[Start of section]

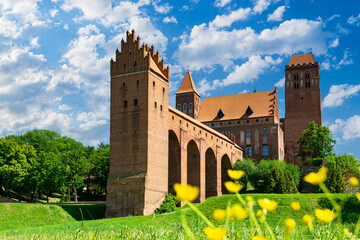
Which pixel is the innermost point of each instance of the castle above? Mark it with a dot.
(153, 145)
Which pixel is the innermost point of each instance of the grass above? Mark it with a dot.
(38, 221)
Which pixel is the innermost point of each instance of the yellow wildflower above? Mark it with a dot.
(316, 178)
(238, 212)
(307, 219)
(232, 187)
(186, 192)
(268, 204)
(325, 215)
(295, 206)
(290, 225)
(353, 182)
(219, 214)
(357, 196)
(215, 233)
(235, 174)
(259, 238)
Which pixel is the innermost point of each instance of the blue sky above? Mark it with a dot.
(54, 56)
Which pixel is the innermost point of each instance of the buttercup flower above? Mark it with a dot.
(316, 178)
(353, 182)
(232, 187)
(235, 174)
(290, 225)
(238, 212)
(295, 206)
(186, 192)
(268, 204)
(219, 214)
(325, 215)
(357, 196)
(215, 233)
(259, 238)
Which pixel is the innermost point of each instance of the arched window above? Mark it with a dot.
(265, 150)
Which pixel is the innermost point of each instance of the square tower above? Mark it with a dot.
(137, 181)
(302, 101)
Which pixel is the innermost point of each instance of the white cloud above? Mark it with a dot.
(348, 129)
(261, 5)
(277, 15)
(227, 20)
(171, 19)
(280, 83)
(338, 93)
(208, 46)
(221, 3)
(354, 20)
(163, 9)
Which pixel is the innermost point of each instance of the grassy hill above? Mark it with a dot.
(38, 221)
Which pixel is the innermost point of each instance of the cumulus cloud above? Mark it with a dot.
(338, 93)
(348, 129)
(222, 3)
(227, 20)
(171, 19)
(277, 15)
(207, 46)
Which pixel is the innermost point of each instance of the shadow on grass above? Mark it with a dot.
(85, 211)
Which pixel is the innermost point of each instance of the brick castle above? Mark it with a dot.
(153, 146)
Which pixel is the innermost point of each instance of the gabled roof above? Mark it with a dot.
(235, 106)
(187, 85)
(301, 59)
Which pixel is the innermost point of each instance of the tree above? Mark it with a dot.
(315, 142)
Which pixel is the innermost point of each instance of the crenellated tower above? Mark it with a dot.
(137, 181)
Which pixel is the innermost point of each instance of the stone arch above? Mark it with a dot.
(193, 165)
(174, 169)
(225, 165)
(210, 173)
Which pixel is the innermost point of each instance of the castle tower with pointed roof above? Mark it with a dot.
(302, 101)
(188, 98)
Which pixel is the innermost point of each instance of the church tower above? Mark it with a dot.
(188, 98)
(302, 101)
(137, 181)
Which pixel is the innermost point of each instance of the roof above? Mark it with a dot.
(235, 106)
(301, 59)
(187, 85)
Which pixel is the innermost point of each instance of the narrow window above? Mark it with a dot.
(264, 132)
(296, 85)
(265, 150)
(248, 133)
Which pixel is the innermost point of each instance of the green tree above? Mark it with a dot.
(315, 142)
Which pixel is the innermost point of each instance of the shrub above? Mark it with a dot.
(168, 205)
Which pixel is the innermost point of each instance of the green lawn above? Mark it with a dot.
(39, 221)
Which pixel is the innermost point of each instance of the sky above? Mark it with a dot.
(54, 56)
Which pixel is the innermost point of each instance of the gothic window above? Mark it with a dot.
(264, 132)
(296, 85)
(249, 111)
(248, 152)
(265, 150)
(220, 114)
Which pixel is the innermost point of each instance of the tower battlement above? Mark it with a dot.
(135, 57)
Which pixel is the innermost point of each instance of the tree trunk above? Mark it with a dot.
(74, 193)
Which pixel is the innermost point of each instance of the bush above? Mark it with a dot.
(168, 205)
(248, 166)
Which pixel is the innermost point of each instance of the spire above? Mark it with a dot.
(187, 85)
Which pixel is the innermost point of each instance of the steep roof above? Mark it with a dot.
(301, 59)
(187, 85)
(236, 106)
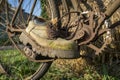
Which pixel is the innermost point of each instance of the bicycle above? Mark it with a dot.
(84, 28)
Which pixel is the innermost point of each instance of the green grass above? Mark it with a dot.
(20, 68)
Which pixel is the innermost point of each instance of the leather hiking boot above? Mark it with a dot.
(37, 36)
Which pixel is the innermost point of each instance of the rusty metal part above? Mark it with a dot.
(91, 28)
(21, 51)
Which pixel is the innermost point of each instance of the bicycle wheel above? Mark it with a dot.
(15, 15)
(73, 11)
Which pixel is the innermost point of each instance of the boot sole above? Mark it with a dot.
(26, 39)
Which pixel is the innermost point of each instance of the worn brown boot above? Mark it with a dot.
(37, 36)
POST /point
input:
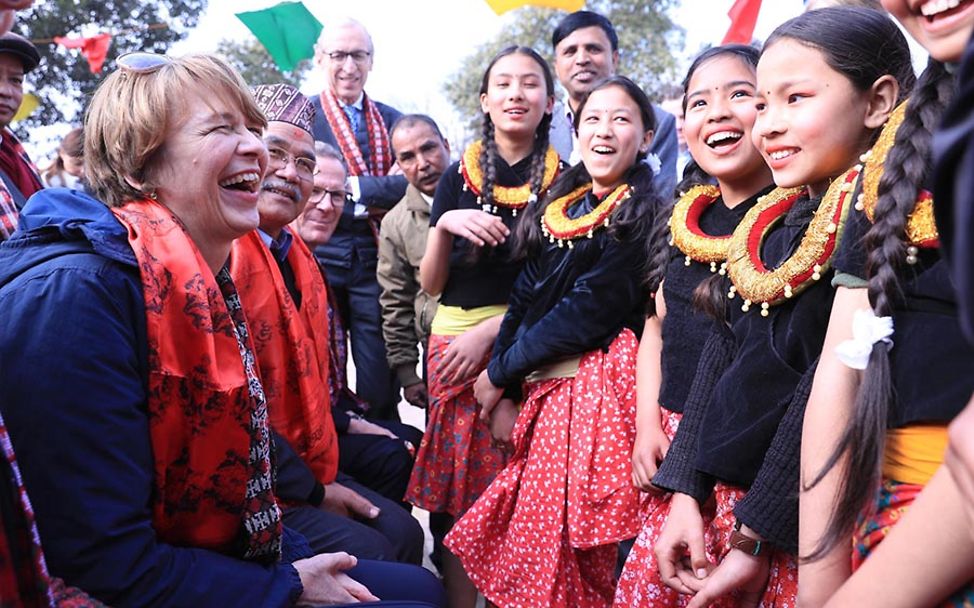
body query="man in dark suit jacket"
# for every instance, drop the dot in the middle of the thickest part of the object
(586, 52)
(358, 126)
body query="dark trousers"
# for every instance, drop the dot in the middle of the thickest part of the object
(378, 462)
(394, 535)
(357, 293)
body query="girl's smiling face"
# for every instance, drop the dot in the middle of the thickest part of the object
(610, 135)
(720, 113)
(812, 122)
(943, 27)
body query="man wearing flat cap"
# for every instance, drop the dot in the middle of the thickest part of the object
(18, 175)
(284, 293)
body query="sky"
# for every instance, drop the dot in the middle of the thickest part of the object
(418, 45)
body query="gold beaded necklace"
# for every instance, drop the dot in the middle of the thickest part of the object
(557, 226)
(687, 235)
(512, 197)
(752, 280)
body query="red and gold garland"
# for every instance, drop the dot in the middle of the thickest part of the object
(686, 233)
(755, 283)
(921, 229)
(558, 226)
(512, 197)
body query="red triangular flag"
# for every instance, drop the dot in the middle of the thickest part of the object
(93, 49)
(744, 16)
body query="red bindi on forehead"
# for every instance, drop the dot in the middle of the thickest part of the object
(292, 132)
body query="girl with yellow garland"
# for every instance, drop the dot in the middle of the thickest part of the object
(545, 532)
(895, 371)
(827, 81)
(719, 93)
(468, 264)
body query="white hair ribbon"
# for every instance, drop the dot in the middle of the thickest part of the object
(867, 330)
(654, 163)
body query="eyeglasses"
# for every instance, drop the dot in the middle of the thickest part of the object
(357, 56)
(141, 62)
(318, 194)
(304, 166)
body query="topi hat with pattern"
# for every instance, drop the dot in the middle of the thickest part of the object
(284, 103)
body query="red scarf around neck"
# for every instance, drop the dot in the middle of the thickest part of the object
(380, 157)
(207, 419)
(291, 347)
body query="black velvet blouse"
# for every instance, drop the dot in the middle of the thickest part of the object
(931, 361)
(485, 277)
(772, 354)
(569, 301)
(685, 330)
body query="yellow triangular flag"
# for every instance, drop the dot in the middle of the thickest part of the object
(27, 106)
(502, 6)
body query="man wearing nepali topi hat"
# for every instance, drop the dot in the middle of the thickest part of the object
(18, 175)
(284, 295)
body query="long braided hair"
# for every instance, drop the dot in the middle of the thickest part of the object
(489, 154)
(907, 166)
(636, 217)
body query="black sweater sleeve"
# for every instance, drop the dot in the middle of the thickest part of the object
(770, 507)
(678, 472)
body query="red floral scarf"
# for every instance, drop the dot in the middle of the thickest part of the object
(21, 170)
(207, 414)
(380, 158)
(291, 347)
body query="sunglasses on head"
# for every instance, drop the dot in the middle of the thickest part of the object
(141, 62)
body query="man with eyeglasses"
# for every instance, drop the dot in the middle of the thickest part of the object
(350, 120)
(284, 295)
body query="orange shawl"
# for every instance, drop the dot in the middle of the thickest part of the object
(291, 347)
(208, 427)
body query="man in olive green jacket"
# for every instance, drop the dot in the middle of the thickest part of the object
(407, 311)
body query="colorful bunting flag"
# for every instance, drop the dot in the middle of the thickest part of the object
(502, 6)
(94, 49)
(744, 16)
(27, 106)
(287, 30)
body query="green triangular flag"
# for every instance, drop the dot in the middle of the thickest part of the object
(287, 30)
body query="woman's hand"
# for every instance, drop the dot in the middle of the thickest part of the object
(325, 582)
(347, 502)
(647, 453)
(478, 227)
(740, 572)
(360, 426)
(502, 420)
(486, 394)
(466, 353)
(680, 551)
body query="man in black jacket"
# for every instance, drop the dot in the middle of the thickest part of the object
(350, 120)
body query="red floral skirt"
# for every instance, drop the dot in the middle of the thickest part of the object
(545, 532)
(892, 502)
(456, 459)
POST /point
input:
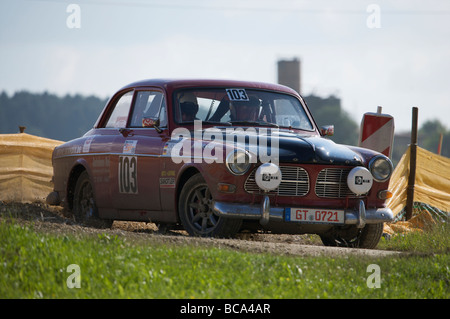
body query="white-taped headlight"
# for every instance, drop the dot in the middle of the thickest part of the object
(238, 162)
(268, 176)
(381, 168)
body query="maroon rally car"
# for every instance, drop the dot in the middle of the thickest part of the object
(218, 157)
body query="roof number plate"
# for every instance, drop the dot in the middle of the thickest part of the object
(237, 94)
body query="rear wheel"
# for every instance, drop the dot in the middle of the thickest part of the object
(84, 208)
(196, 213)
(351, 236)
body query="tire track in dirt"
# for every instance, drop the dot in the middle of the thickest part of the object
(51, 220)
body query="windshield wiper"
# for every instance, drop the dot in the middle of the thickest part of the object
(254, 123)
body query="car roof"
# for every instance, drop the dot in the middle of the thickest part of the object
(173, 84)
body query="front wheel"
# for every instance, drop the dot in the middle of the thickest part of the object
(351, 236)
(196, 213)
(84, 208)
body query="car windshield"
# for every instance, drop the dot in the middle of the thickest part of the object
(240, 106)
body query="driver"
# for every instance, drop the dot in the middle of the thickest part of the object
(245, 110)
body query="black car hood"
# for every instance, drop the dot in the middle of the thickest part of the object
(298, 148)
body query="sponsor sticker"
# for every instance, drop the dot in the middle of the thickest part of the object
(129, 147)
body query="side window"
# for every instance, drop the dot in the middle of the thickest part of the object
(149, 105)
(119, 115)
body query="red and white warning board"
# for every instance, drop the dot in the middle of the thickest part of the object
(377, 132)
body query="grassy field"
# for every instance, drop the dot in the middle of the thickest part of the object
(42, 265)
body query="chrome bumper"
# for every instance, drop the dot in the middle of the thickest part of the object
(360, 216)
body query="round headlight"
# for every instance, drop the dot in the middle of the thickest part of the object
(238, 162)
(381, 168)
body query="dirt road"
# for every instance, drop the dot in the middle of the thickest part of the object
(51, 220)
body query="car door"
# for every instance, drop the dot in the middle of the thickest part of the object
(137, 150)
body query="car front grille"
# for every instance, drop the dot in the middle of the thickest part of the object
(330, 183)
(294, 182)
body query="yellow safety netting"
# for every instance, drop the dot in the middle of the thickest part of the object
(25, 167)
(432, 184)
(432, 187)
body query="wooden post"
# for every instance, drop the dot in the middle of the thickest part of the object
(412, 165)
(440, 143)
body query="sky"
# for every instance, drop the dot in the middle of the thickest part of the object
(394, 54)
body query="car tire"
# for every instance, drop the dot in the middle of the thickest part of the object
(366, 237)
(84, 207)
(196, 214)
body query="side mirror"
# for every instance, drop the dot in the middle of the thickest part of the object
(151, 122)
(327, 130)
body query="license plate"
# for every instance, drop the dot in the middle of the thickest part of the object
(316, 216)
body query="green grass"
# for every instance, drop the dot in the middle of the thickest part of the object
(434, 240)
(34, 265)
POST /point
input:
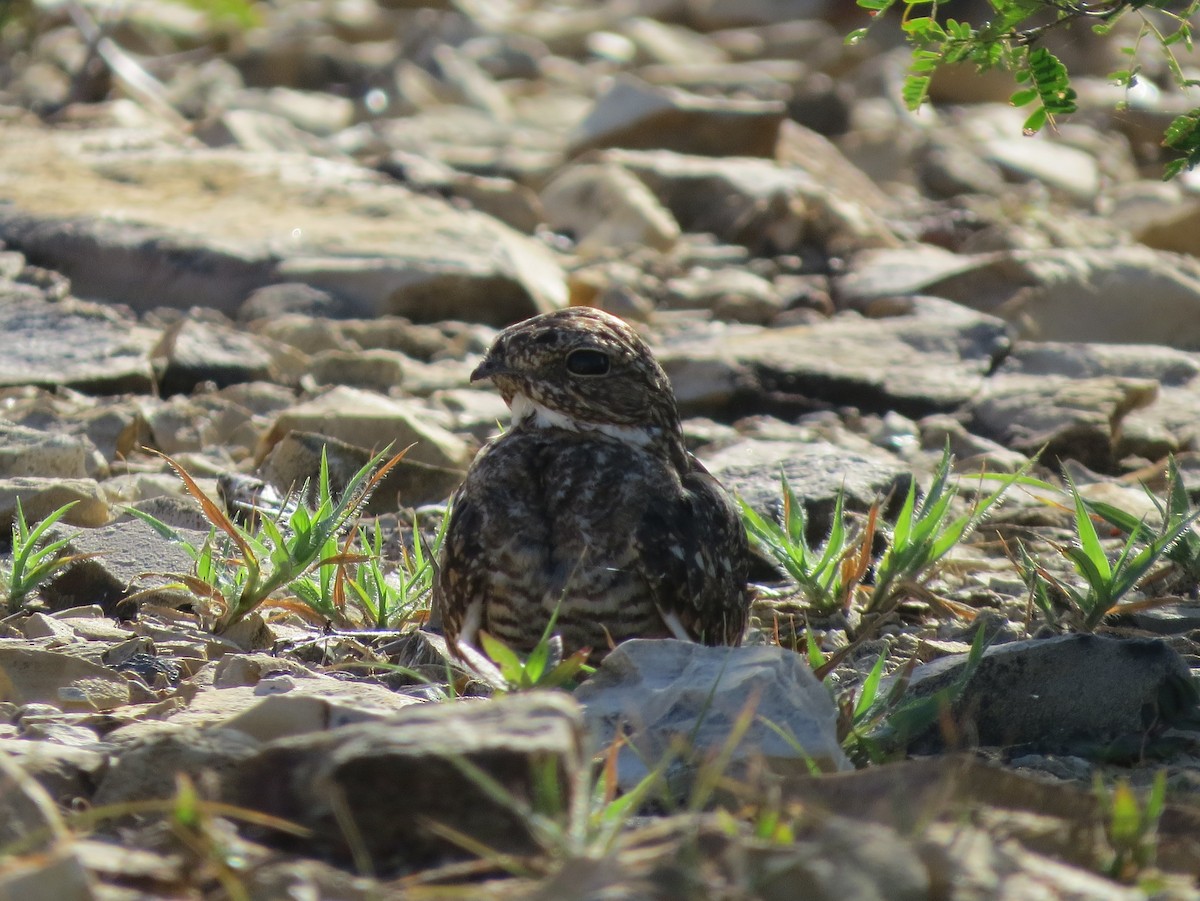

[End of section]

Only the lines with the string "triangular" are wanted; pick them out of the records above and copy them.

• [Written response]:
body query="red triangular flag"
body query="yellow triangular flag"
body query="green triangular flag"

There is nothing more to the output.